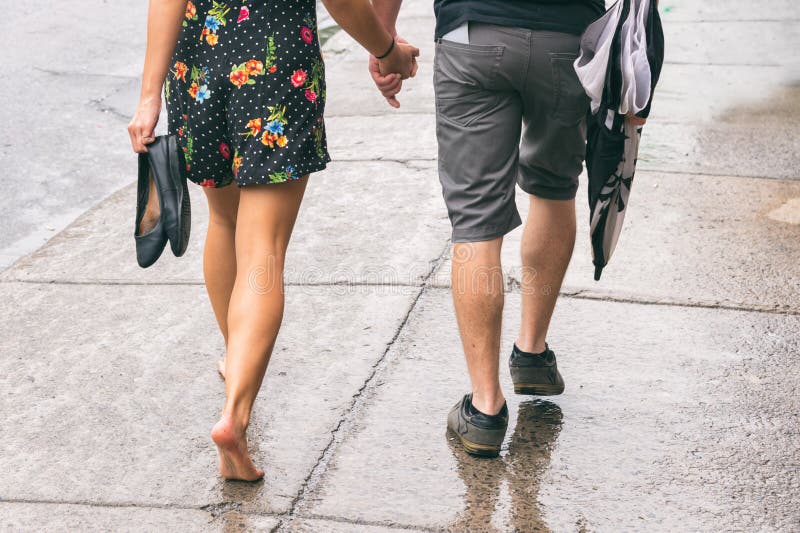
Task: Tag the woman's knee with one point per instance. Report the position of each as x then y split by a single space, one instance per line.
223 206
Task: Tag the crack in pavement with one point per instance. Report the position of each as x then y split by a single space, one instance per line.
512 286
358 403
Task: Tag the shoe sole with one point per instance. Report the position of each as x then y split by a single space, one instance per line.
533 389
185 222
480 450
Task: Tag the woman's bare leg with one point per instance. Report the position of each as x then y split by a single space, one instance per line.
219 255
264 225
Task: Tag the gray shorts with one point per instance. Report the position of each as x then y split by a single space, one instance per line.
509 108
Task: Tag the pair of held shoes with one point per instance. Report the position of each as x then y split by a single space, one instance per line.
163 164
482 434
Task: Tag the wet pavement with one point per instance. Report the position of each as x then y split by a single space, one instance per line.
682 403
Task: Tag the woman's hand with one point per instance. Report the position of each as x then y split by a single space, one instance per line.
402 60
164 20
143 124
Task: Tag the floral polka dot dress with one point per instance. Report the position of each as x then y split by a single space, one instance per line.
246 93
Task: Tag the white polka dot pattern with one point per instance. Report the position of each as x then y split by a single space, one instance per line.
246 93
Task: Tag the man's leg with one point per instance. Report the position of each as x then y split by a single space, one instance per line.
478 298
547 243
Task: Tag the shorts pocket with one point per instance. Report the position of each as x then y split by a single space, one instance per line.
570 102
465 81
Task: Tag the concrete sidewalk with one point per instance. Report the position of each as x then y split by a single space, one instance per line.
681 409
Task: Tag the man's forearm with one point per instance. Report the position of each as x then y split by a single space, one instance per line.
387 11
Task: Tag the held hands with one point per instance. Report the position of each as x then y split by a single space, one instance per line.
389 73
143 124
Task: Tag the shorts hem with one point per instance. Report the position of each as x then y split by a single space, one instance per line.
485 234
549 193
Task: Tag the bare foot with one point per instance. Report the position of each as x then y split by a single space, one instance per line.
234 459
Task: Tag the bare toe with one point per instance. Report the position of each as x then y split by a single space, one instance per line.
234 459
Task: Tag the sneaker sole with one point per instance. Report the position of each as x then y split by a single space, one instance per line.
481 450
533 389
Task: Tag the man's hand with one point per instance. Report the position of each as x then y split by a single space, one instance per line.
390 84
401 60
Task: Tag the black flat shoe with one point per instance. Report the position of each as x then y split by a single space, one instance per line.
150 245
167 164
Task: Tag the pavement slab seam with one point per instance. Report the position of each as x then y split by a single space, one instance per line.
317 472
120 505
512 286
341 520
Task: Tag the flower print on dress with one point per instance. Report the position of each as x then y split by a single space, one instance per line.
180 70
191 14
299 77
199 89
314 89
236 163
244 73
273 133
214 19
254 127
308 29
289 173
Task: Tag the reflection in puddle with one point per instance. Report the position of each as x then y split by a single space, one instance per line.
520 470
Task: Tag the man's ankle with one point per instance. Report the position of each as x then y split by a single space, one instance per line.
488 404
531 344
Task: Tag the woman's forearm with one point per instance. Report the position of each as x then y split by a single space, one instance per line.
163 28
357 18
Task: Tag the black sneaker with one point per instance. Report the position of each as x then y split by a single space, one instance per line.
480 434
535 374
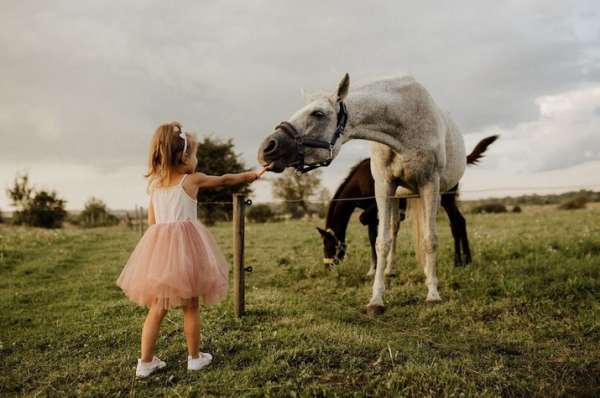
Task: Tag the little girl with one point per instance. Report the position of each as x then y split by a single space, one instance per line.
177 260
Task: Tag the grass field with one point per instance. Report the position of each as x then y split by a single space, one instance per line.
522 320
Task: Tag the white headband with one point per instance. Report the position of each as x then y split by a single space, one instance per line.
183 136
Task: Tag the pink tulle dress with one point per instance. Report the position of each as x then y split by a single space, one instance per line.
177 258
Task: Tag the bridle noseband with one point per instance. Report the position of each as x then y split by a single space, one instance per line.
301 142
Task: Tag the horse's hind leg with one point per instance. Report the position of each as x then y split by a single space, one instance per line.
390 269
449 204
464 239
430 199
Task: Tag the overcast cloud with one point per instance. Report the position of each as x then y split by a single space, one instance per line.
84 84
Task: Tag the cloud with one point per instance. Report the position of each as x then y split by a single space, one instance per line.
566 133
88 82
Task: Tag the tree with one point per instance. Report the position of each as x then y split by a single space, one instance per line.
96 214
297 191
576 202
36 209
217 157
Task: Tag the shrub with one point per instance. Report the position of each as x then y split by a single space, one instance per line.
490 208
260 213
36 209
95 214
44 210
576 202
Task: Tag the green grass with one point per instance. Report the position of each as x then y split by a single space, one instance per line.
522 320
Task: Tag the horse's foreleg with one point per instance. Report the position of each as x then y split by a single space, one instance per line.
430 199
372 240
383 192
390 269
369 218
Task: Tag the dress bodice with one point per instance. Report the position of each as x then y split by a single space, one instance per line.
173 204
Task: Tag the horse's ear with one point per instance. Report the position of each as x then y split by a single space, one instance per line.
342 90
323 233
307 97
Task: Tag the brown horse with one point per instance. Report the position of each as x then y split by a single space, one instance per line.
358 191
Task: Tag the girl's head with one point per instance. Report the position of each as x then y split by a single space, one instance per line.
171 150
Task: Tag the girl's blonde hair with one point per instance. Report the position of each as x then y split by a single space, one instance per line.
166 151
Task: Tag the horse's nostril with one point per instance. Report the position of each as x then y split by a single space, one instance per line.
270 148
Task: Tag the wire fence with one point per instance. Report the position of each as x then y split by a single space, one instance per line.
530 189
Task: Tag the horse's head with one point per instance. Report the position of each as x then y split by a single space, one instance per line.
334 250
305 137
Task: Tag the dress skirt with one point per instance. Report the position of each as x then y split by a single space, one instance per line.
173 263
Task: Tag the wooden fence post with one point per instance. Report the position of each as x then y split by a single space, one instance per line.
239 300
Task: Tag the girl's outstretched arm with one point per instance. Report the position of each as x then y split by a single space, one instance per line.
151 219
205 181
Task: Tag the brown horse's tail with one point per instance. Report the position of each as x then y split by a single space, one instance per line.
480 148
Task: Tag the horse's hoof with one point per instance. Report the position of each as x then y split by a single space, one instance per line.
375 310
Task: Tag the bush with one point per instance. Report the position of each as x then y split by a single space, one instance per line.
576 202
36 209
490 208
45 210
259 213
95 214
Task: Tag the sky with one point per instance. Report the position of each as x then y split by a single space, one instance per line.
83 85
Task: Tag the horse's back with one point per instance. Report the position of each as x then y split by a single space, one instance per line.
428 137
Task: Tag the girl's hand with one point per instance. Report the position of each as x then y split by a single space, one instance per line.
250 177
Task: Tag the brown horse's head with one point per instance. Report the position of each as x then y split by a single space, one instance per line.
334 250
316 121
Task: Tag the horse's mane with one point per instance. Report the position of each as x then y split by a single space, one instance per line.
340 189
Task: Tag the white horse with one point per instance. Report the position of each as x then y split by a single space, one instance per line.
416 149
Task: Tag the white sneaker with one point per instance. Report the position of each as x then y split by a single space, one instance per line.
200 362
145 369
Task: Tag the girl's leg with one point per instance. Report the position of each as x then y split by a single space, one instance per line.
150 332
191 327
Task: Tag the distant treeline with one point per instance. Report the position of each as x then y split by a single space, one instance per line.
534 199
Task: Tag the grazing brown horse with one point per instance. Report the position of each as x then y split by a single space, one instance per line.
358 191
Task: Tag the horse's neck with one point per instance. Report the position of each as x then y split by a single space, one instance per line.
340 213
386 111
364 123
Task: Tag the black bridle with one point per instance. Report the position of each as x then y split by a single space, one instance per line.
301 142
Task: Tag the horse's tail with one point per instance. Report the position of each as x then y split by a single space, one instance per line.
480 148
414 210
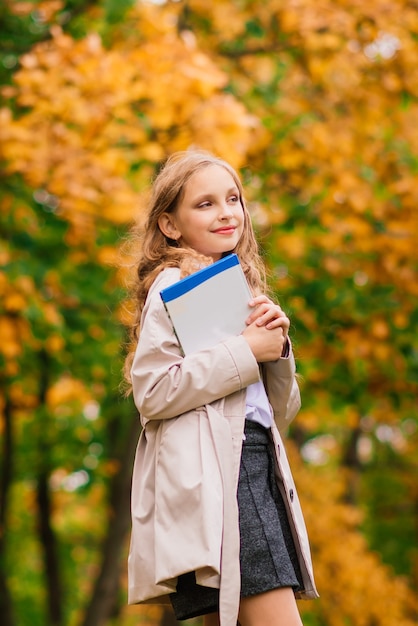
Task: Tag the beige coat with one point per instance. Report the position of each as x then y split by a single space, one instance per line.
184 507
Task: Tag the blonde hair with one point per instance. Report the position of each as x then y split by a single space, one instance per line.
156 251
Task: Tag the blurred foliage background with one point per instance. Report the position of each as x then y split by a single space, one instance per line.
316 103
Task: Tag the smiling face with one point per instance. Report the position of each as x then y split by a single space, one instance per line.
209 216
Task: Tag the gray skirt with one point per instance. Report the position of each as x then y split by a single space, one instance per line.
268 557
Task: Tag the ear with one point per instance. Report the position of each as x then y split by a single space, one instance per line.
168 227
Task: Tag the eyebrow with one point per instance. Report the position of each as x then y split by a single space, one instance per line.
204 196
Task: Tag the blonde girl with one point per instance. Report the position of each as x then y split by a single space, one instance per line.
217 528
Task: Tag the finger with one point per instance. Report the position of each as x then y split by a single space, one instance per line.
279 322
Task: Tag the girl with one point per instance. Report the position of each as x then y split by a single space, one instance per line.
217 528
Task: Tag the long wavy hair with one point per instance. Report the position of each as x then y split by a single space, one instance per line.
157 252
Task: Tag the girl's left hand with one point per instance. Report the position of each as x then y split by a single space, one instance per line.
268 314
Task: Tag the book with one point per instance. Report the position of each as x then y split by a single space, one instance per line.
209 305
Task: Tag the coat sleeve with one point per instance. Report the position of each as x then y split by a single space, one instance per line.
165 383
282 389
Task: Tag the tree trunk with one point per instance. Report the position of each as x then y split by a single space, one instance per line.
104 599
6 609
46 532
49 545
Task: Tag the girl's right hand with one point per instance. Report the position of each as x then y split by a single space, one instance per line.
266 344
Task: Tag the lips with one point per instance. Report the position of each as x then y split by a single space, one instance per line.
225 230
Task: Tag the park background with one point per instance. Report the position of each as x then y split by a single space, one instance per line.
316 103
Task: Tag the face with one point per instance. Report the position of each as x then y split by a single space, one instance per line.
209 218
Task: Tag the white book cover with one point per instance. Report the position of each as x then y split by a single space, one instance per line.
209 305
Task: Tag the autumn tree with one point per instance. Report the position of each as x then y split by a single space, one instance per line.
314 102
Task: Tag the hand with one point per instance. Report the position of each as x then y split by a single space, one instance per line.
266 345
268 314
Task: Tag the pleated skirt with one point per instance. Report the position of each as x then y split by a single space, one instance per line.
268 557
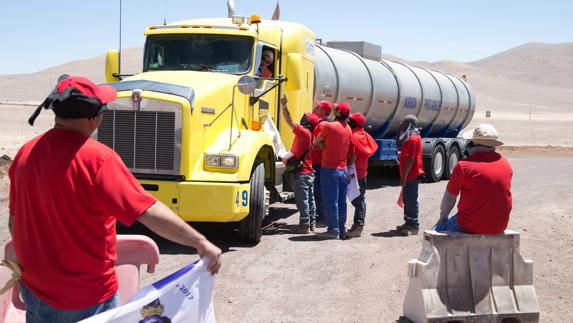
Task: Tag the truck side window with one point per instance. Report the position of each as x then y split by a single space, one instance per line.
267 65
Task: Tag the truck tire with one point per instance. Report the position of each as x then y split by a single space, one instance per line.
435 167
454 156
250 227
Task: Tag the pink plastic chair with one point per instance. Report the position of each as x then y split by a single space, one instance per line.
132 252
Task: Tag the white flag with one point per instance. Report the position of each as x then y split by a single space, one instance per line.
184 296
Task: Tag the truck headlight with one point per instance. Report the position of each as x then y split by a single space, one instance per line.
221 160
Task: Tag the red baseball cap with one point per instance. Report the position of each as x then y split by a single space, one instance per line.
324 105
343 107
76 97
358 118
103 93
313 118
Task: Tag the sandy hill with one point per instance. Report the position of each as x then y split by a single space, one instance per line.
539 63
532 77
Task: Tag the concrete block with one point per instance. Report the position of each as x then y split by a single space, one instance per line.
468 278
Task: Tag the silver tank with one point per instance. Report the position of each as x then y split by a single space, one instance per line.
386 91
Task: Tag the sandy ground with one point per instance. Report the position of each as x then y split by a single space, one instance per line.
293 278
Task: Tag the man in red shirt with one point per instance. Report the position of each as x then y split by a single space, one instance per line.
484 181
303 177
335 140
365 146
410 144
66 192
322 110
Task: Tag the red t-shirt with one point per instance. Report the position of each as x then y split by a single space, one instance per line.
484 180
365 147
301 144
412 148
66 191
317 154
337 144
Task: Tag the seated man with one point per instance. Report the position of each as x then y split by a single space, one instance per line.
266 62
484 180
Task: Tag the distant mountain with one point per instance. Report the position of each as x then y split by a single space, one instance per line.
540 63
510 82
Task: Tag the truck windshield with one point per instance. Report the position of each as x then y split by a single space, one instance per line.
213 53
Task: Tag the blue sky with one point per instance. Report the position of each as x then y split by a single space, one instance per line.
40 34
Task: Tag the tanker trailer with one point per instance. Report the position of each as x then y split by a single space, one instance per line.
386 91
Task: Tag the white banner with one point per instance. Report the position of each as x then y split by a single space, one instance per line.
184 296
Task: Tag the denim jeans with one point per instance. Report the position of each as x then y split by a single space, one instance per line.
317 192
359 203
334 183
39 312
448 224
304 197
411 203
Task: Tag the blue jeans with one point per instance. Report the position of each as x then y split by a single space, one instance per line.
448 224
39 312
334 183
411 203
317 192
359 203
304 197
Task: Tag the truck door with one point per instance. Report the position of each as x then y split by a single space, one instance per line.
268 101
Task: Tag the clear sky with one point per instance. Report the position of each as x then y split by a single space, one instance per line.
38 34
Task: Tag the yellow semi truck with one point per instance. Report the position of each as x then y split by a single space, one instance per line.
202 132
193 127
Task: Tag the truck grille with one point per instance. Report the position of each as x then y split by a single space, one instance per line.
148 140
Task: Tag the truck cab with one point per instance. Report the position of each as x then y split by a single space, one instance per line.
198 127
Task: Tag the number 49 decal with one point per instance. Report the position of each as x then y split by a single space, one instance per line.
243 199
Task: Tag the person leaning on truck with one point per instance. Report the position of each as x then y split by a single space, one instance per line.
409 142
335 140
66 193
322 110
365 147
484 181
303 176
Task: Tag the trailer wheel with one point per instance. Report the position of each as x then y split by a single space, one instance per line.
250 228
453 158
434 168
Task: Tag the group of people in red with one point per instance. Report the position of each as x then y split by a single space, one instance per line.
327 142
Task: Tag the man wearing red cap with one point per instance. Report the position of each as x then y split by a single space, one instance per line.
335 140
66 193
322 110
365 146
409 142
302 167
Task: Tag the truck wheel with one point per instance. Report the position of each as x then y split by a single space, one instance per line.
250 227
435 167
453 158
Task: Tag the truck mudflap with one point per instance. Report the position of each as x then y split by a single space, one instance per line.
203 201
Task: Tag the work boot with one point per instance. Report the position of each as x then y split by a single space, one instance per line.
301 229
355 231
402 226
320 224
326 235
409 230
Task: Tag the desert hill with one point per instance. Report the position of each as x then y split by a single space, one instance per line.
534 77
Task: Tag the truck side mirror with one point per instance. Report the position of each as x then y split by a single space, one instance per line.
112 66
246 84
294 72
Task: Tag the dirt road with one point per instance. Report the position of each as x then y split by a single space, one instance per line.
293 278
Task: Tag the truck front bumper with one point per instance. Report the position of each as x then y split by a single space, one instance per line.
203 201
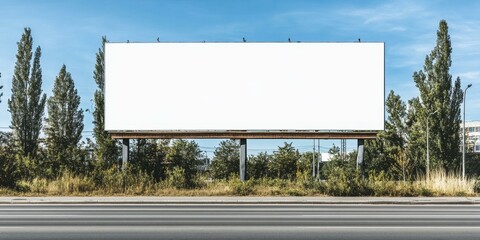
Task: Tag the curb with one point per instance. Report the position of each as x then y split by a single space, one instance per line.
241 200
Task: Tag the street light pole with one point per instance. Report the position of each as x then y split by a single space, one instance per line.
463 138
428 147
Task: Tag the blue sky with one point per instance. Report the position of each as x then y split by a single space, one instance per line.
70 32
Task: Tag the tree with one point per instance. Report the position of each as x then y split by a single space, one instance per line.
440 102
8 171
258 165
284 162
186 156
27 103
106 147
148 155
395 136
64 124
1 93
226 160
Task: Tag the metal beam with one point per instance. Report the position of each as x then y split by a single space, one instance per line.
243 135
125 152
243 159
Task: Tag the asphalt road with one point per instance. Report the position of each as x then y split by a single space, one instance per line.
244 221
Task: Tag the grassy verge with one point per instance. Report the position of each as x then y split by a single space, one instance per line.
439 184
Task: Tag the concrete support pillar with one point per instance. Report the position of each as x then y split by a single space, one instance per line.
243 159
125 152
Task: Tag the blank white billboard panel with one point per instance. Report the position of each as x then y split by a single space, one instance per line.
244 86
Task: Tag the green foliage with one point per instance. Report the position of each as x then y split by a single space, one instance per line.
8 169
257 166
476 188
240 188
441 102
185 155
27 104
1 87
150 156
106 147
284 162
64 124
226 160
176 178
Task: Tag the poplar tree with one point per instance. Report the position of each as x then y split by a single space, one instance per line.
106 150
64 123
1 87
27 103
441 99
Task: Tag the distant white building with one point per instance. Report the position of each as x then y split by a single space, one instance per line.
472 134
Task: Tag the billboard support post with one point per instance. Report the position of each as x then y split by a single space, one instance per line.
125 152
360 151
243 159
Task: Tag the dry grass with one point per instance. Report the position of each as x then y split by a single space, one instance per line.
442 183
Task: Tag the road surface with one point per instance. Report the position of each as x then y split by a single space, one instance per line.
238 221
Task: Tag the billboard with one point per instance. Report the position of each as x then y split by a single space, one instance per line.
244 86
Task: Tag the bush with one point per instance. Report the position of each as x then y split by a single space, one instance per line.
176 178
476 187
238 187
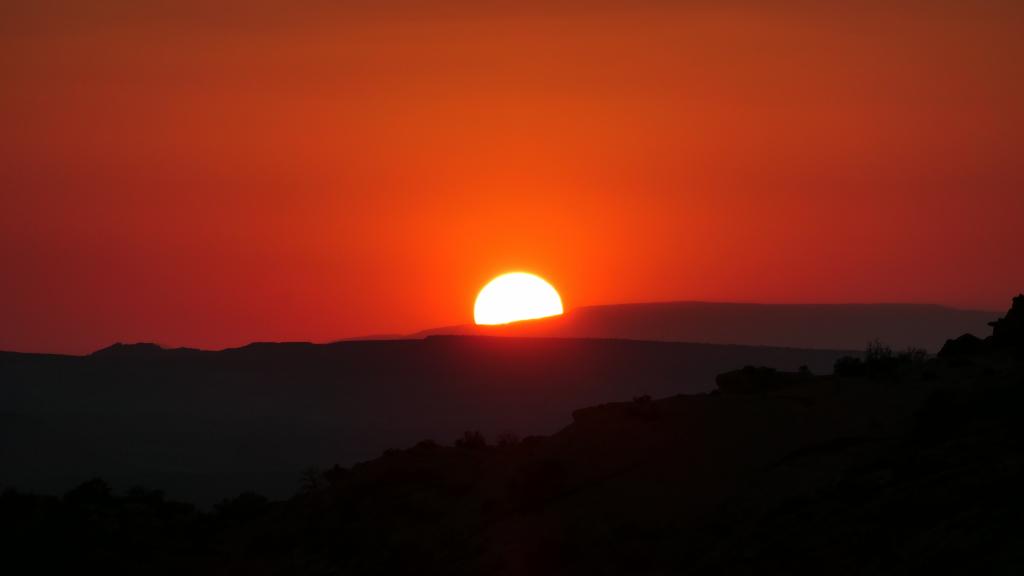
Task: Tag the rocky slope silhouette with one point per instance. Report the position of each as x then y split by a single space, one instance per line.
897 463
203 424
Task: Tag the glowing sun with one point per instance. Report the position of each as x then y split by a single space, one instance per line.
515 296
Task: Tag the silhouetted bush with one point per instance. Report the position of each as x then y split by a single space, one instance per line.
881 361
507 439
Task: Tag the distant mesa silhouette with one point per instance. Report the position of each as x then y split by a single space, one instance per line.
806 326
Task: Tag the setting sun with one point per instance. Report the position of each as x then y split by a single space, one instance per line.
516 296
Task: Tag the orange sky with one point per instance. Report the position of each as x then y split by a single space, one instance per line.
316 170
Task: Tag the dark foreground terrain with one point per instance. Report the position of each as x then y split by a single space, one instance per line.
802 326
205 424
897 463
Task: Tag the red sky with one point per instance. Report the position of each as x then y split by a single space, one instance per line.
317 170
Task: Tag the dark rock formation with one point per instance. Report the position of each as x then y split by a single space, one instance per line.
1009 330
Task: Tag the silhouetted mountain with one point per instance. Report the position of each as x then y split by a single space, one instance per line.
202 424
908 464
808 326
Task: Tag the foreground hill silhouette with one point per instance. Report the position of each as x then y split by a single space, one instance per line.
897 463
204 424
808 326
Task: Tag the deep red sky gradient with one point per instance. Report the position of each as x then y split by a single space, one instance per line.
267 172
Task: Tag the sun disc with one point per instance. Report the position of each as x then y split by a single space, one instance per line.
516 296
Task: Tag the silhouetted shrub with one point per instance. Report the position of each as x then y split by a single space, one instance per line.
471 440
507 439
881 361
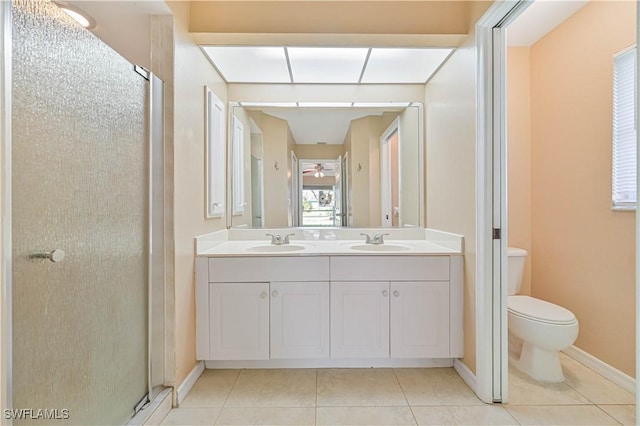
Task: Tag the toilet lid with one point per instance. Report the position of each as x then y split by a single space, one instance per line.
539 310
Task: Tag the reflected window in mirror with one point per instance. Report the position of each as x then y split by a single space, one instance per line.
338 147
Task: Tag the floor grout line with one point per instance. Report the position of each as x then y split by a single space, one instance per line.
507 407
415 419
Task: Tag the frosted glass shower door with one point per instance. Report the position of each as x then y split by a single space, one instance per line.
80 185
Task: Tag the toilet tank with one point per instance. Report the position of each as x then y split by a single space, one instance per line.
515 266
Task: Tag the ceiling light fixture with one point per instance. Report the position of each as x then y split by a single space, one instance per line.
78 15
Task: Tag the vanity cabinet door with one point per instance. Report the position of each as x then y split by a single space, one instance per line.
360 319
239 321
299 320
420 319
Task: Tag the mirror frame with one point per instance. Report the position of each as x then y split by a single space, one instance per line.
215 157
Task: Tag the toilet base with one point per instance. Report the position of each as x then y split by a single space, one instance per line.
539 363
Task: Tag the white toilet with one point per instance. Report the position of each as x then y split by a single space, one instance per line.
541 329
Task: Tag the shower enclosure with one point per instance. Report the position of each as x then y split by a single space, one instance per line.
85 199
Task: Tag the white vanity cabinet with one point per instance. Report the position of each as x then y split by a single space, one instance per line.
398 307
329 310
299 320
420 315
258 308
239 321
359 319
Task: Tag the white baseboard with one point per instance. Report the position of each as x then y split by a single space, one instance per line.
616 376
188 383
466 375
154 412
333 363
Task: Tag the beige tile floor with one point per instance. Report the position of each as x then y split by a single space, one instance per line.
434 396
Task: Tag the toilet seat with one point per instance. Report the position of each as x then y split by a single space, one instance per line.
539 310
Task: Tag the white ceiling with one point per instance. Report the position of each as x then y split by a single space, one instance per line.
539 19
330 125
351 65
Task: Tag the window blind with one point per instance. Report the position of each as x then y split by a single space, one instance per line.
624 130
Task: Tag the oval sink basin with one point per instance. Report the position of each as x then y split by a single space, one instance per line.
276 249
379 247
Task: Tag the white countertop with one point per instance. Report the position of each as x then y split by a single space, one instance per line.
326 248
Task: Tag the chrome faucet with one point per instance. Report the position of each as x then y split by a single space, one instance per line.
277 240
376 240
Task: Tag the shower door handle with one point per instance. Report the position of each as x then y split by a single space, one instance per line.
55 256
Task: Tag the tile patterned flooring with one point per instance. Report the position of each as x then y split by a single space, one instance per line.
407 396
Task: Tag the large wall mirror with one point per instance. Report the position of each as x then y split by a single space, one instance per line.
326 165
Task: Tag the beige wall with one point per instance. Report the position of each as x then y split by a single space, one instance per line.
363 144
320 152
409 167
244 218
275 143
361 17
192 71
291 145
583 252
519 156
450 111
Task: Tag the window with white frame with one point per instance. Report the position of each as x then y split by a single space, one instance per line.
624 194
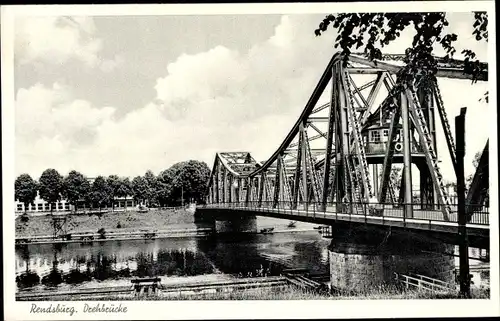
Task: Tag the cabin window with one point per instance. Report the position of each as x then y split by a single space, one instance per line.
375 136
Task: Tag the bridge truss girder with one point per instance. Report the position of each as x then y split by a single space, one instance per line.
324 158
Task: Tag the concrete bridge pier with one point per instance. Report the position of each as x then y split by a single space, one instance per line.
235 224
363 260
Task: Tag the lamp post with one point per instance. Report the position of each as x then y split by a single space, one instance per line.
462 218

### THE PROBLEM
Copy, without any change, the run of lines from the one with "Task: Tag the bridge" through the end of the entries above.

### ANSWER TO THE EXERCISE
Task: Tag the bridge truss girder with one point per instance. Report the position of each as x then y split by a single space, one instance per line.
324 158
Task: Tag the concrete bridge pier with one point per instance. Report the position of each as x then y split by a single space, one instance per line.
235 224
363 260
Task: Tag the lamp post with one point per instance. Report the position of each as x then y split by a single space, one instance per line.
462 218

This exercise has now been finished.